#### Task requirements
1. In the bird-safety article, in what year did the need to protect birds first come to the attention of campus leaders?
2. Extend the article on campus bird safety past its final sentence.
(Beginning of Page excerpt)
The seriousness of this issue was elevated to a campus committee on bird safety about ten years ago when Turkewitz and another avid birder on campus, Ingrid Gould of the Office of the Provost, and other concerned faculty, staff, and students, collaborated with Facilities Services. The committee was charged with researching bird-safe materials for retrofitting existing buildings that posed the highest threats to birds as well as optimal materials for new construction.

Facilities Services funded a campus study conducted on the days of migration seasons, that was designed and run by Prof. Greg Dwyer in ecology and evolution and Dr. Alison Hunter in biological sciences. Rigorous statistical analysis ranked a dozen different campus buildings on the risk they pose to birds. These rankings then became a targeted list for upgrades.

Since then, “there has been a sea change in what’s going on in campus,” said Turkewitz.

The view from the windows of William Eckhardt Research Center shows bird dot decals.

The view from ERC shows dotted decals on the windows. The elliptical dome of the Joe and Rika Mansueto Library is made from performance Low E fritted glass. At the upper area of the dome, the glass incorporates 57% shading with a ceramic frit dot pattern applied to the interior of the external surface of the insulated glass.

Alicia Berg, assistant vice president for Campus Planning + Sustainability, was one of the leaders of that campus committee on bird-safe design. “The need to protect birds really came to our attention in 2015 when we experienced how the glass on the new William Eckhardt Research Center (ERC) impacted migrating birds,” she said. “We absolutely had to address this from a sustainability standpoint, and from a humane one.”

Facilities Services installed a set of vertical cords, known as an acopian curtain, that was draped along portions of the façade during migration seasons to signal to birds that there is a barrier. Still, “the cords needed to be installed and removed at optimized intervals for the birds to detect them, and when they tangled in the wind, birds would try to fly through,” Berg said. “We needed to keep searching for better solutions.”

Recently Katie Martin Peck, associate director for Campus Environment, identified a solution for ERC and other existing buildings on campus: applying a decal product with opaque patterning to the east and south facing glass façades to make them more visible to birds. This same product was also applied on the aerial passageway to the Gordon Center for Integrative Science (GCIS) and on the Laird Bell Law Quadrangle.
(End of Page excerpt)
(Beginning of Supplied information)
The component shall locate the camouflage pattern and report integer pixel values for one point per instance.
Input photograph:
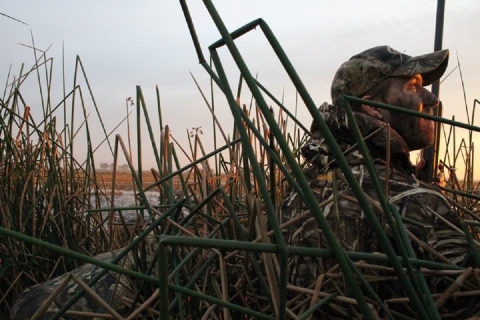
(32, 298)
(437, 222)
(368, 68)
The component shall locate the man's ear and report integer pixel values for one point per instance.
(371, 111)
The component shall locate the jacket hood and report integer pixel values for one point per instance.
(378, 133)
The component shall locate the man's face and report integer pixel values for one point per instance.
(409, 93)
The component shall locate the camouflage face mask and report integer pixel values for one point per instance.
(368, 68)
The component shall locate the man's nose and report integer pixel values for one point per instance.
(429, 99)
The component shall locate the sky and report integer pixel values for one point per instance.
(123, 44)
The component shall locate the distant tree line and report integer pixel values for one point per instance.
(109, 166)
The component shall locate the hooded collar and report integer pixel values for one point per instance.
(317, 152)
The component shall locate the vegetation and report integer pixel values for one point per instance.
(218, 251)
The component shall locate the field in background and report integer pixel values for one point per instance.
(215, 221)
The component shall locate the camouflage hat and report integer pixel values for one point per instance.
(368, 68)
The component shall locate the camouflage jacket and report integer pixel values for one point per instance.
(427, 214)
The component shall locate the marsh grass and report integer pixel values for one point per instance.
(209, 248)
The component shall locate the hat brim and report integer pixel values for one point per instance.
(431, 66)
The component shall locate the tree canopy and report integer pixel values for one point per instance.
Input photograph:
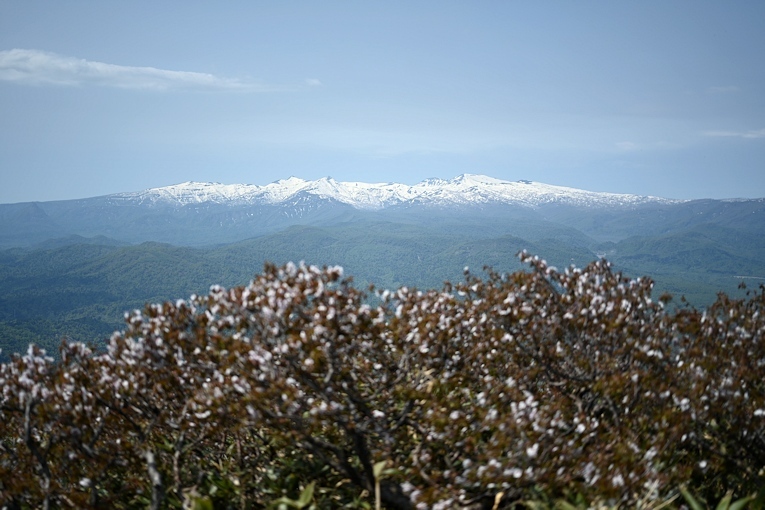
(493, 391)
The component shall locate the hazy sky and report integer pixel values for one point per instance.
(657, 97)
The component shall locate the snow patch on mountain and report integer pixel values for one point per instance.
(465, 189)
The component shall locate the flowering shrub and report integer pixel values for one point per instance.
(482, 394)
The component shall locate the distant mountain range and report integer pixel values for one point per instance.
(71, 268)
(204, 214)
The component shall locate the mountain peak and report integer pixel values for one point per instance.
(463, 190)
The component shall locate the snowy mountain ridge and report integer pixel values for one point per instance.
(465, 189)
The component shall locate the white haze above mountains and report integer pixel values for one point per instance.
(465, 189)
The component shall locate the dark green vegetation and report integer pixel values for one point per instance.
(536, 389)
(79, 288)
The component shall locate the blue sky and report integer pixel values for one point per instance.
(660, 98)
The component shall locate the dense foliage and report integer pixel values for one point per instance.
(536, 384)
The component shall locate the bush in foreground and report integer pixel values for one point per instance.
(538, 384)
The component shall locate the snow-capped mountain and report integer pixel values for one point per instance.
(466, 189)
(200, 214)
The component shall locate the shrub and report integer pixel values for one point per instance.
(482, 394)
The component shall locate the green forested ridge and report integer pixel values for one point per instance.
(538, 389)
(80, 288)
(End of Supplied information)
#### Answers to the tasks
1. In 2015

2.
Martin Peck explained, “The specific pattern on the decals selected as our new campus standard—a three inch grid of small dots—was selected because of its balance of high effectiveness in bird safety with minimal area of opaque patterning, which is achieved by a simple architectural grid.”

“I’ve seen the numbers drastically go down where there are decals,” reported Turkewitz. “I haven’t seen a single collision this season on the GCIS passageway. I am, however, concerned that ERC patio’s maturing trees have become a popular bird habitat surrounded by glass without decals.”

In addition to putting lights on timers to lessen light pollution at night, new campus buildings have incorporated fritted—or patterned and less reflective—glass into designs.

“The human eye tends to focus through fritted glass to the view beyond, like a screen on a window, but birds register the pattern created by the frit and know not to fly through it,” said Martin Peck.

A student is seen through glass walking in Campus North Residential Commons.

Fritted glass can be seen through out Campus North Residential Commons. (Photo by Anne Ryan)

Designs for Keller Center, David Rubenstein Forum, and Campus North Residential Commons incorporated fritted and other types of bird-safe glass into areas where bird strikes are most common.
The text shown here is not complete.